"""

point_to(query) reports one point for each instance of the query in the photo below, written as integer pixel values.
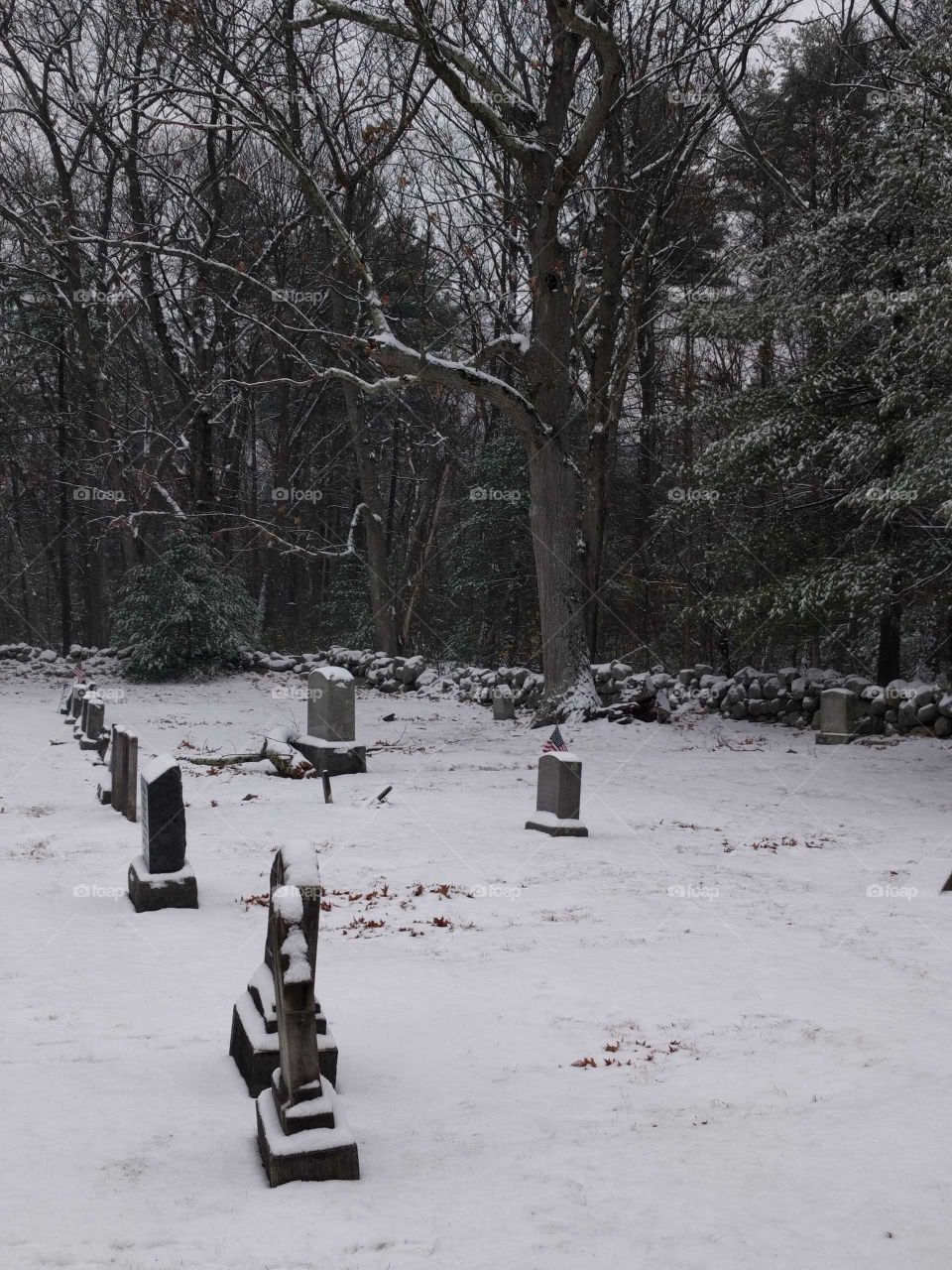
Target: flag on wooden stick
(555, 742)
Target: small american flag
(555, 742)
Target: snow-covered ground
(771, 1043)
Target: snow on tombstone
(330, 742)
(254, 1019)
(302, 1134)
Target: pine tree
(182, 613)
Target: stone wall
(789, 697)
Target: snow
(289, 903)
(308, 1139)
(295, 949)
(334, 674)
(779, 1087)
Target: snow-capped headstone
(330, 742)
(558, 797)
(841, 711)
(302, 1134)
(162, 876)
(254, 1020)
(94, 719)
(503, 702)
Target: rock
(856, 684)
(895, 693)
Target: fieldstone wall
(789, 697)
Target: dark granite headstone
(298, 1100)
(558, 786)
(558, 797)
(131, 769)
(503, 703)
(254, 1020)
(163, 816)
(93, 720)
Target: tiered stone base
(335, 758)
(547, 824)
(150, 892)
(255, 1049)
(311, 1155)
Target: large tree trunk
(889, 661)
(553, 513)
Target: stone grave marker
(254, 1019)
(302, 1134)
(118, 769)
(104, 793)
(162, 876)
(330, 743)
(841, 712)
(558, 797)
(93, 720)
(503, 702)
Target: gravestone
(93, 720)
(558, 797)
(302, 1134)
(841, 711)
(254, 1019)
(76, 699)
(131, 770)
(503, 703)
(330, 742)
(162, 876)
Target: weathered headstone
(118, 769)
(93, 720)
(131, 770)
(162, 876)
(302, 1134)
(503, 702)
(254, 1020)
(76, 699)
(558, 797)
(841, 711)
(330, 742)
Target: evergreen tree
(182, 613)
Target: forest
(544, 333)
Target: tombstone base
(255, 1049)
(557, 828)
(150, 892)
(311, 1155)
(334, 757)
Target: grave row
(280, 1038)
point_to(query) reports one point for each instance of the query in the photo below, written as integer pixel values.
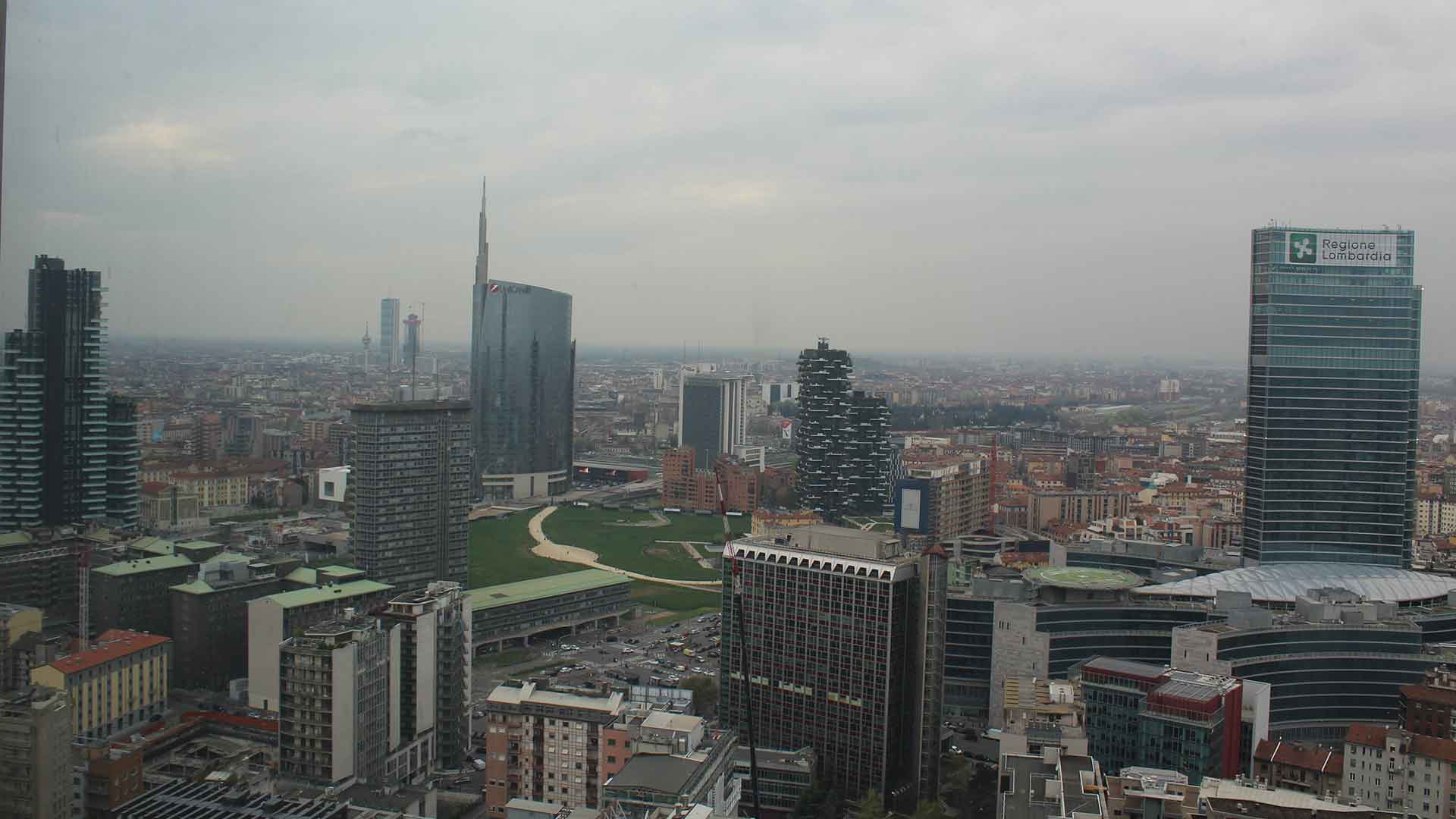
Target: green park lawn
(501, 553)
(635, 548)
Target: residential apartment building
(338, 701)
(107, 776)
(18, 626)
(277, 617)
(712, 414)
(1299, 765)
(213, 488)
(546, 745)
(842, 439)
(114, 686)
(688, 487)
(166, 506)
(413, 491)
(134, 594)
(845, 643)
(435, 678)
(210, 618)
(1044, 509)
(944, 499)
(36, 754)
(511, 614)
(1430, 707)
(1395, 770)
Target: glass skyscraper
(523, 368)
(69, 449)
(1334, 362)
(522, 375)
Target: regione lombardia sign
(1343, 249)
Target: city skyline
(736, 206)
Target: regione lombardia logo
(1302, 248)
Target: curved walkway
(546, 548)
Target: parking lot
(639, 651)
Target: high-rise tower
(522, 384)
(842, 438)
(69, 450)
(1334, 366)
(712, 414)
(413, 488)
(389, 347)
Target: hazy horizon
(941, 178)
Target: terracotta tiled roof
(109, 646)
(1426, 694)
(1307, 757)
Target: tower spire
(482, 253)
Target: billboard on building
(910, 506)
(1341, 249)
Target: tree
(928, 809)
(705, 694)
(871, 806)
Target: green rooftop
(325, 594)
(14, 539)
(155, 545)
(196, 588)
(142, 566)
(310, 573)
(507, 594)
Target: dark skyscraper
(413, 491)
(840, 438)
(1334, 366)
(522, 379)
(840, 646)
(69, 450)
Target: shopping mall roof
(1081, 577)
(506, 594)
(1282, 583)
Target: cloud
(161, 145)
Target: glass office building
(1334, 362)
(522, 373)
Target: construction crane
(80, 548)
(743, 640)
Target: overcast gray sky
(962, 177)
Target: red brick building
(1427, 707)
(688, 487)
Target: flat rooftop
(1082, 577)
(523, 591)
(1280, 583)
(143, 566)
(325, 594)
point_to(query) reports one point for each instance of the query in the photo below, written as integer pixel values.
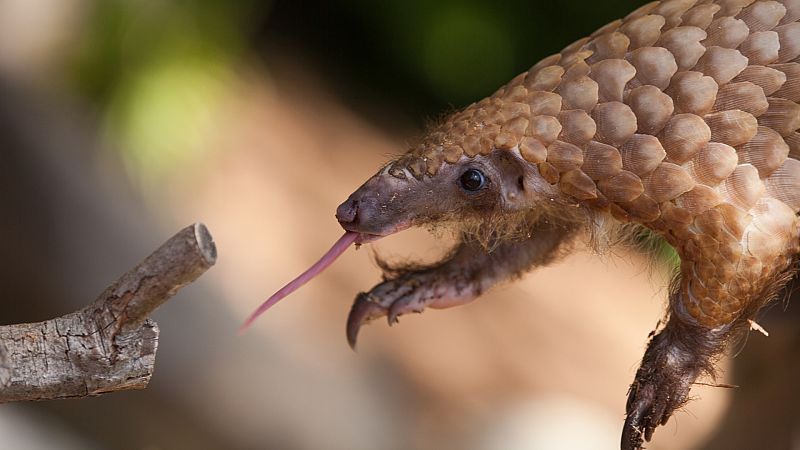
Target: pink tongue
(327, 259)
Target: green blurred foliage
(158, 70)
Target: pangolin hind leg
(461, 277)
(725, 280)
(676, 356)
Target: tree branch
(110, 345)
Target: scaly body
(682, 118)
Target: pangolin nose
(347, 211)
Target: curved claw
(638, 427)
(664, 379)
(362, 311)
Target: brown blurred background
(122, 121)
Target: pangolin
(681, 118)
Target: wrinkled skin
(514, 197)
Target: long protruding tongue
(327, 259)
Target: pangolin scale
(682, 118)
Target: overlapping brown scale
(782, 116)
(744, 187)
(789, 36)
(505, 141)
(623, 187)
(564, 156)
(601, 161)
(613, 45)
(672, 10)
(769, 79)
(577, 67)
(642, 154)
(607, 28)
(732, 7)
(713, 163)
(793, 140)
(544, 128)
(700, 16)
(654, 66)
(761, 48)
(516, 127)
(726, 32)
(790, 89)
(532, 150)
(784, 184)
(578, 93)
(611, 76)
(643, 31)
(667, 182)
(616, 123)
(684, 44)
(642, 209)
(640, 11)
(736, 220)
(763, 15)
(699, 199)
(450, 153)
(733, 127)
(767, 151)
(692, 92)
(792, 11)
(721, 64)
(544, 103)
(471, 145)
(683, 136)
(578, 185)
(514, 94)
(544, 78)
(744, 96)
(549, 172)
(652, 107)
(577, 127)
(772, 226)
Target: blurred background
(122, 121)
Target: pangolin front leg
(461, 277)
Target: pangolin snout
(346, 212)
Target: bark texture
(111, 344)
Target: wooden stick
(110, 345)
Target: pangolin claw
(363, 310)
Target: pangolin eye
(473, 180)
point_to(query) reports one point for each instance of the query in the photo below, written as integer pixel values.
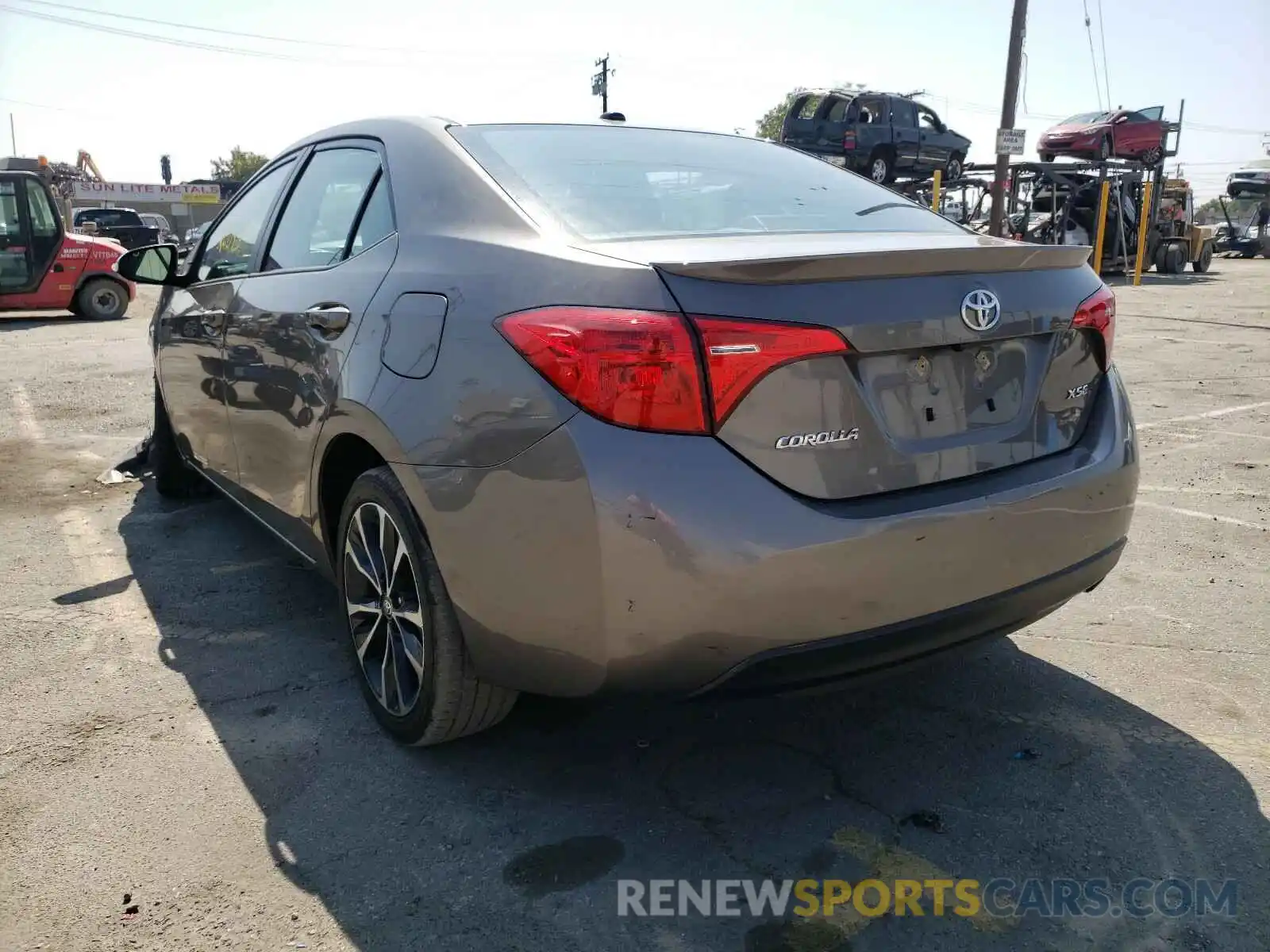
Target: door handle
(328, 319)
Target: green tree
(239, 167)
(770, 126)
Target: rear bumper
(610, 560)
(882, 651)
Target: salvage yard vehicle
(42, 267)
(1249, 183)
(879, 135)
(122, 225)
(607, 408)
(1122, 133)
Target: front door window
(14, 244)
(232, 247)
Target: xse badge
(817, 440)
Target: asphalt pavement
(187, 762)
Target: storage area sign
(143, 192)
(1010, 141)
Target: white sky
(705, 63)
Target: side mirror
(152, 264)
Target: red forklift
(44, 266)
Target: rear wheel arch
(344, 459)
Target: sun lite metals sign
(139, 192)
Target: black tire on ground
(448, 701)
(102, 298)
(880, 168)
(173, 478)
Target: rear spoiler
(883, 263)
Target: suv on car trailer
(879, 135)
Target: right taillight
(634, 368)
(1098, 313)
(641, 368)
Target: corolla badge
(981, 310)
(817, 440)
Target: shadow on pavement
(999, 765)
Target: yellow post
(1103, 228)
(1142, 234)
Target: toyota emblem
(981, 310)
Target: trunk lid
(925, 395)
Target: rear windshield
(108, 217)
(611, 183)
(1085, 118)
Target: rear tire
(173, 476)
(880, 168)
(406, 624)
(102, 300)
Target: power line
(220, 31)
(1094, 61)
(152, 38)
(244, 51)
(1103, 38)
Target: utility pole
(600, 83)
(1009, 103)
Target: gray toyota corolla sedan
(575, 409)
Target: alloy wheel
(385, 608)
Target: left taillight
(643, 370)
(1098, 313)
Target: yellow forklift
(1181, 240)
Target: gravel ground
(187, 763)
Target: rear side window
(376, 221)
(903, 113)
(615, 183)
(315, 225)
(838, 111)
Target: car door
(190, 330)
(295, 321)
(1142, 130)
(933, 150)
(869, 117)
(905, 133)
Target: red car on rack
(1123, 133)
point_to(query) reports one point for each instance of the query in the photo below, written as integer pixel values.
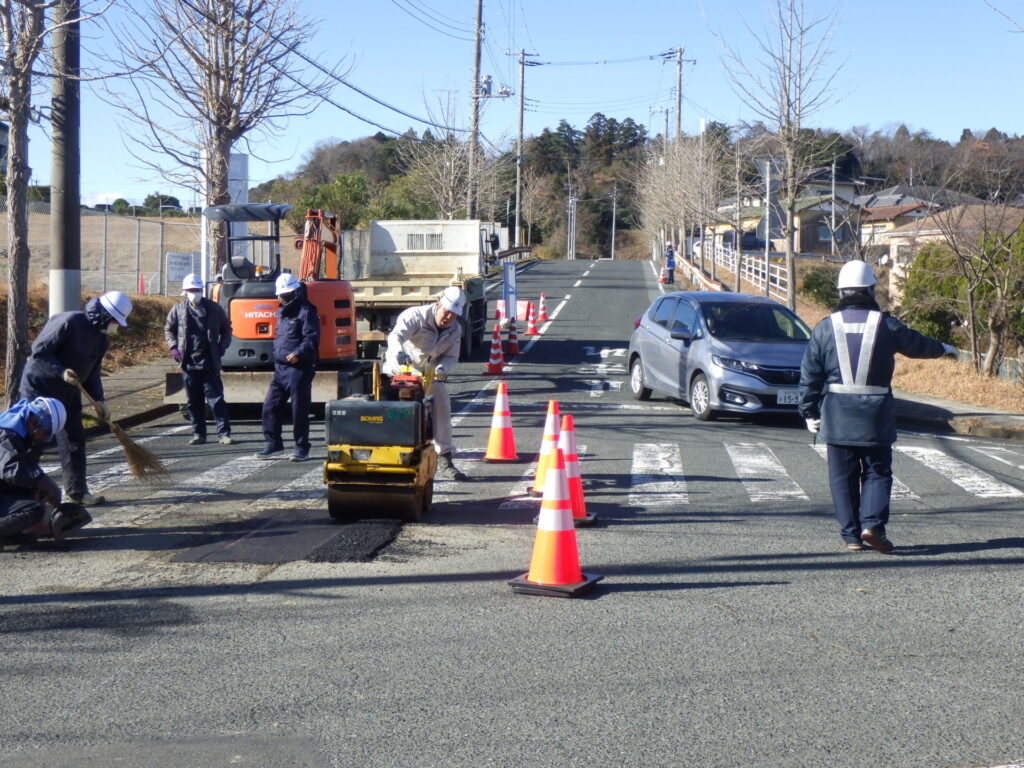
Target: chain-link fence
(122, 253)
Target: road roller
(380, 456)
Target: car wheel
(640, 392)
(700, 398)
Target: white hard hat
(286, 284)
(118, 305)
(855, 274)
(192, 283)
(453, 299)
(55, 412)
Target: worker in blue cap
(30, 501)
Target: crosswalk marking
(657, 478)
(762, 473)
(1000, 455)
(970, 478)
(187, 492)
(900, 491)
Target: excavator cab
(245, 288)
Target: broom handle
(95, 406)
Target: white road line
(972, 479)
(1000, 455)
(762, 473)
(657, 478)
(180, 496)
(900, 491)
(48, 468)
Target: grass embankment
(140, 341)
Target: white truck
(401, 263)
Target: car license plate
(788, 397)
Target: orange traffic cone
(513, 342)
(496, 366)
(554, 568)
(548, 444)
(501, 444)
(566, 443)
(530, 322)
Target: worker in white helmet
(75, 341)
(30, 501)
(430, 336)
(296, 340)
(846, 397)
(198, 333)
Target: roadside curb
(978, 424)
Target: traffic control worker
(430, 336)
(846, 396)
(77, 341)
(296, 340)
(198, 333)
(30, 501)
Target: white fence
(122, 253)
(755, 268)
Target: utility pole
(518, 145)
(614, 198)
(833, 226)
(474, 126)
(66, 218)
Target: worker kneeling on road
(845, 391)
(77, 341)
(30, 501)
(296, 340)
(430, 336)
(198, 332)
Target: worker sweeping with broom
(75, 342)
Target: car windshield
(761, 322)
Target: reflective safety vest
(855, 383)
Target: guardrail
(754, 270)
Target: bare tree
(25, 28)
(788, 85)
(210, 74)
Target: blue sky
(934, 65)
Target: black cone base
(520, 585)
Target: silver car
(719, 351)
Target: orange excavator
(245, 288)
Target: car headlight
(741, 366)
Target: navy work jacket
(856, 406)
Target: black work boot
(446, 469)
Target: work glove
(47, 491)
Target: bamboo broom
(144, 464)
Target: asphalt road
(224, 620)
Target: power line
(412, 13)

"""

WHAT IS EXPECTED:
All lines from the one containing "Target: car license plate" through the end of the records, both ends included, are to be quoted exactly; please add nothing else.

ANSWER SECTION:
Target: car license plate
(788, 397)
Target: orange traffic cone
(513, 342)
(496, 366)
(554, 568)
(548, 444)
(501, 444)
(566, 443)
(530, 322)
Target: worker in white helmet
(75, 341)
(30, 501)
(430, 336)
(296, 340)
(846, 397)
(198, 333)
Target: roadside curb
(978, 424)
Target: traffic control worker
(430, 336)
(846, 396)
(77, 341)
(296, 340)
(198, 333)
(30, 501)
Target: white fence
(122, 253)
(755, 268)
Target: utility pole
(518, 145)
(614, 198)
(833, 226)
(474, 126)
(66, 218)
Target: worker kneeling on road
(845, 391)
(77, 341)
(30, 501)
(296, 340)
(430, 336)
(198, 332)
Target: worker sweeping with broom
(75, 342)
Target: car windshield
(761, 322)
Target: reflective safety vest
(855, 383)
Target: guardrail
(754, 270)
Target: bare tree
(25, 28)
(788, 85)
(210, 74)
Target: blue sky
(934, 65)
Target: black cone base
(520, 585)
Target: silver car
(719, 351)
Target: orange excavator
(245, 288)
Target: car headlight
(741, 366)
Target: navy work jacket
(856, 406)
Target: black work boot
(446, 469)
Target: work glove
(47, 491)
Target: bamboo broom
(144, 464)
Target: asphalt road
(224, 620)
Target: power line
(412, 13)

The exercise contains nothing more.